DOCUMENT EXTRACT>
MONTOPOLI He has sex with thousands of people and feels like he hasn’t had sex with enough people. And then he contracts AIDS in the 1980s but has this miracle of it being this slow-progressor [virus]. Then he watches all of his friends die.
Why do you think he isn’t as well known as other great American writers of his generation?
HICKLIN Queer history is always being revised or sanitized in some way. And Edmund really did the opposite his entire career, and he did it with a lot of humor and also a lot of eroticism. I think that was really radical. If he was straight, he’d probably be getting more attention from the literary community than he has. He really is, I think, one of the great American literary stylists. He’s admired by Joyce Carol Oates and John Irving. The first time you pick up one of his books, whether it’s Boy’s Own Story or The Beautiful Room is Empty, you see gay people as full and complicated individuals. For a lot of history, gays were one-dimensional. Edmond wrote them as human.
MONTOPOLI We feel very lucky. We have his literal last interviews. We’re working with his family. We have [The Line of Beauty author] Alan Hollinghurst and we have John Waters in this film. We have all these amazing people because he deserves this.

WORK INSTRUCTION 1> In the interview about Edmund, which two writers are said to admire him?
WORK INSTRUCTION 2> In the interview about Edmund, write the part starting at "HICKLIN Queer history" and ending at "them as human." again, but switch "humor" to "wit".

AVAILABLE DATA>

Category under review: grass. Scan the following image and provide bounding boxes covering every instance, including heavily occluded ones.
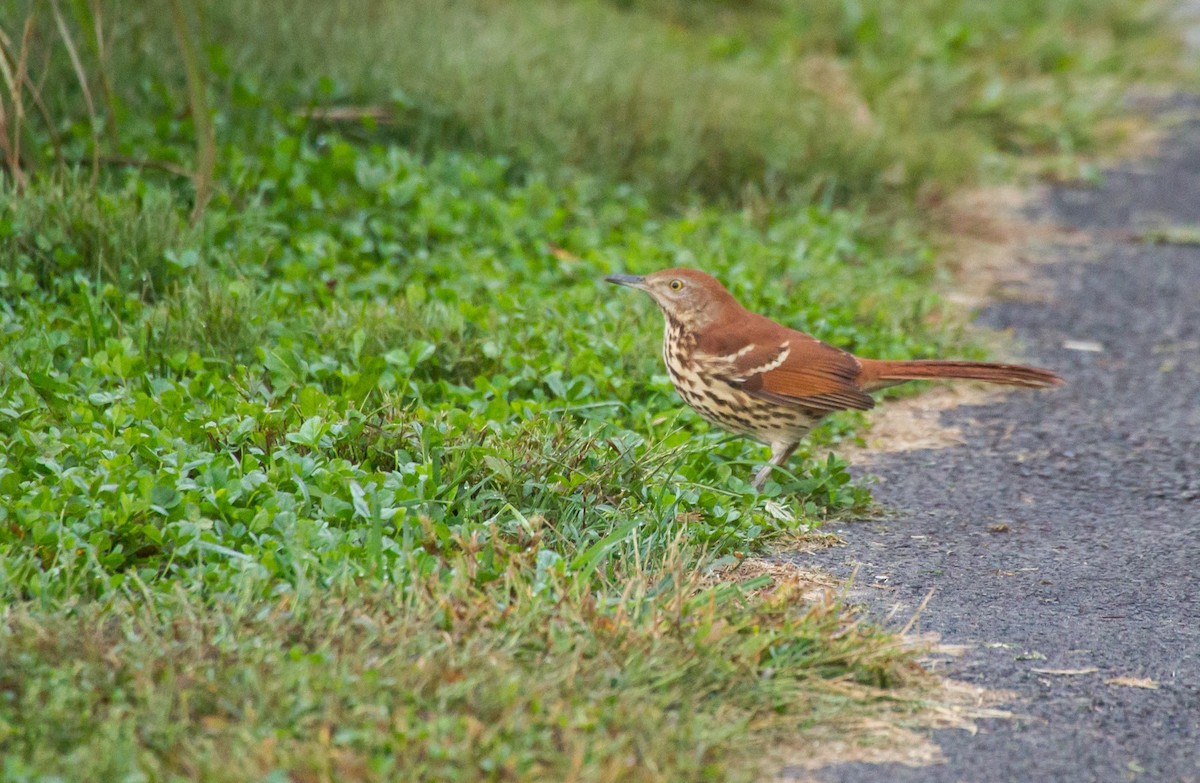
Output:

TASK ANSWER 1> Joyce Carol Oates and John Irving.

TASK ANSWER 2>
HICKLIN Queer history is always being revised or sanitized in some way. And Edmund really did the opposite his entire career, and he did it with a lot of wit and also a lot of eroticism. I think that was really radical. If he was straight, he’d probably be getting more attention from the literary community than he has. He really is, I think, one of the great American literary stylists. He’s admired by Joyce Carol Oates and John Irving. The first time you pick up one of his books, whether it’s Boy’s Own Story or The Beautiful Room is Empty, you see gay people as full and complicated individuals. For a lot of history, gays were one-dimensional. Edmond wrote them as human.